(Point placement listing)
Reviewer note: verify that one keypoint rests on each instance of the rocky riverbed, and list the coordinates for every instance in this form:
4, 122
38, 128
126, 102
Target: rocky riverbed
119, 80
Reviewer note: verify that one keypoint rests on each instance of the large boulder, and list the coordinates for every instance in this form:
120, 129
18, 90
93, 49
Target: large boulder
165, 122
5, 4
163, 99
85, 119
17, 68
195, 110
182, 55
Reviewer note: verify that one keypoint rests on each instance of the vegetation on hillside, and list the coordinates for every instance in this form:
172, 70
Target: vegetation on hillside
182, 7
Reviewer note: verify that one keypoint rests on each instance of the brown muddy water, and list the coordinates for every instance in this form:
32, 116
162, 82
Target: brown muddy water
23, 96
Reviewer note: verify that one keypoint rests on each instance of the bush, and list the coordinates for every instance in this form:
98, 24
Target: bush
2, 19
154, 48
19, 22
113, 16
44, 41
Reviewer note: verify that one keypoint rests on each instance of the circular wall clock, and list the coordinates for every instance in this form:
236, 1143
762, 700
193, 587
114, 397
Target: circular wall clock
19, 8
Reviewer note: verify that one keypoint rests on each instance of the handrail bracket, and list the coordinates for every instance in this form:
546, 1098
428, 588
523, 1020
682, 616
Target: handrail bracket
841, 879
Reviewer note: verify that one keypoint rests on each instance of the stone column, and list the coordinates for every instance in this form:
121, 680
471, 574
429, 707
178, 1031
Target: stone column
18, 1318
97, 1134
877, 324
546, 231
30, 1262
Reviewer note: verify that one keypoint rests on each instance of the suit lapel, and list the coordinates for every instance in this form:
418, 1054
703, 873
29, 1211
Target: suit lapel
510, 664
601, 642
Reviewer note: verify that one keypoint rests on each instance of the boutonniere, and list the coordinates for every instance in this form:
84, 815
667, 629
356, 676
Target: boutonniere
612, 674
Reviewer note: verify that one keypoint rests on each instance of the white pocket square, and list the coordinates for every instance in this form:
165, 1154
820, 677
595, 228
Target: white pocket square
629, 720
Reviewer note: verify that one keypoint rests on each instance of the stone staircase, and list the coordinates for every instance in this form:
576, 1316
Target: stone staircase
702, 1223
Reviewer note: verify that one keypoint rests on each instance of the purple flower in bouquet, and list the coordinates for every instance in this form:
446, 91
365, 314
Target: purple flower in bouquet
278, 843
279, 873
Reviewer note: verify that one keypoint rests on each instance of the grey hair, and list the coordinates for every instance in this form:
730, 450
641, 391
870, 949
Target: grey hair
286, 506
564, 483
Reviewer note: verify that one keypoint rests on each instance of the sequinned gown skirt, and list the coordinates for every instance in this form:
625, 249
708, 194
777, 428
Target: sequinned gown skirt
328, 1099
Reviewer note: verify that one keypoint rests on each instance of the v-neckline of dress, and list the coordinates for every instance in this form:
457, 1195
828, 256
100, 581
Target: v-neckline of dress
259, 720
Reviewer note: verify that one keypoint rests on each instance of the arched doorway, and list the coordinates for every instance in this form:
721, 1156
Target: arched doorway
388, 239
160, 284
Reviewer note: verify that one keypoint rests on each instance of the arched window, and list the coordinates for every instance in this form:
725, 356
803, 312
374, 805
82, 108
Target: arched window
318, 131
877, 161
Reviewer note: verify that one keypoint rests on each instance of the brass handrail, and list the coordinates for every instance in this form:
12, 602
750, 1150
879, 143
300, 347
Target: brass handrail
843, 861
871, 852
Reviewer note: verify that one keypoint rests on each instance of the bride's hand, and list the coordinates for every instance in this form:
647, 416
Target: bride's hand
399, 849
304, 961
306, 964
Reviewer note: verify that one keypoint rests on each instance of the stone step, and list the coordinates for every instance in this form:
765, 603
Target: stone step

Exercise prompt
Rewrite the full listing above, changing every "Reviewer note" to "Checker note" and keeping everything else the same.

Output of the exercise
Checker note: verify that one keypoint rests on each instance of the rocky riverbed, and list the coordinates for every instance in this form:
4, 122
38, 128
126, 102
Target: rocky riverbed
119, 80
Checker note: verify that one keypoint rests on each instance of the large boulder, and list the coordinates for every instance in this form:
120, 129
18, 90
93, 49
Target: large boulder
165, 122
5, 4
163, 99
85, 119
17, 68
195, 110
182, 55
Checker note: verify that one keypoint rests on each instance of the vegetation on hillside, and list the coordinates for every instance in this form:
172, 70
Target: vegetation on hillside
182, 7
Checker note: verify that one keypoint rests on each instance of the brown muddy water, and list the coordinates for every instance in this form:
32, 116
162, 82
Target: brown muddy water
23, 96
Checker note: verify that one keypoint rests on each instance of the bush, and list the coordinates for every instance in this form:
98, 24
Target: bush
2, 19
154, 48
19, 22
113, 16
44, 41
Checker note: verify that one keypoint rests on each instance of the circular wall clock, and list the coordinates for every instance in this form:
236, 1143
762, 700
193, 587
114, 397
Target: circular wall clock
19, 8
Checker note: verify that one keypoint rests on each instance of the handrail bracket, and list the coordinates for every instance in this form:
546, 1098
428, 588
523, 1020
682, 616
Target: handrail bracket
841, 879
Checker note: verify that one keypoint rests on each instance of the stone column, and list the coordinates for every instance in this form:
121, 680
471, 574
429, 707
178, 1031
Target: stone column
18, 1318
97, 1134
877, 324
546, 231
30, 1262
Checker note: verify that one keypoint rests on each instance of the suit lapel, and list the coordinates for every instance in this form:
418, 1054
703, 873
29, 1211
Target: suit lapel
510, 664
601, 642
Checker note: verify that one keypoint rests on each instance of the boutonniere, and list the coordinates for every instance in this form:
84, 815
667, 629
356, 676
Target: boutonniere
612, 674
Checker note: verify that one keypoint rests on each instance of the white pocket square, and list the coordinates for every instance in this form:
165, 1154
820, 677
595, 228
Target: white pocket square
629, 720
Checker note: verify that one keypoint rests on each instance of the stone staircase, and list the coordinates for every instance in this form:
576, 1316
Target: stone staircase
702, 1223
Checker note: verify that one keypoint rests on each instance of the purple flower in bouquet, and list the coordinates for every instance in this form:
446, 91
365, 314
Target: purple flower in bouquet
278, 843
279, 873
Checker note: verify that one keypoint rests on each instance of the grey hair, and list the coordinates for every instance in this form:
730, 450
641, 391
870, 949
Target: grey hair
286, 506
564, 483
Checker note: verify that one keypoint rests on each instance of the sequinned gown skirt, and list the coordinates for every instance in this form:
625, 249
708, 194
777, 428
Target: sequinned gown skirt
328, 1099
Checker note: verify that one keypoint rests on each instance of the v-neckline of dress, and list the coordinates for every instance in this form:
457, 1195
828, 256
100, 581
Target: v-neckline of dress
259, 720
Checker note: verify that one keypoint rests on each instance of the arched doorway, and list the coordinates for every instance in this form:
721, 1156
Target: arched doorway
388, 239
160, 284
Checker note: verify that one keypoint rests on each instance of the arched window, and list the coordinates for every instance in this form:
725, 356
803, 312
374, 805
82, 108
Target: arched window
318, 131
877, 161
Checker note: verify that one keypoint rests on each instance of the brass handrail, and list the coordinates for every instance in this form:
12, 602
750, 1150
879, 143
300, 347
Target: brass handrail
843, 861
871, 852
Checker note: verify that one keypoint rests on each instance of the bride's hand, and list the coordinates for every instance in this form:
647, 416
Target: bride's hand
399, 849
304, 961
306, 964
Checker note: verify that one keypoint rests on each instance of the stone step, and list the coordinates for every instance in this form:
765, 603
Target: stone step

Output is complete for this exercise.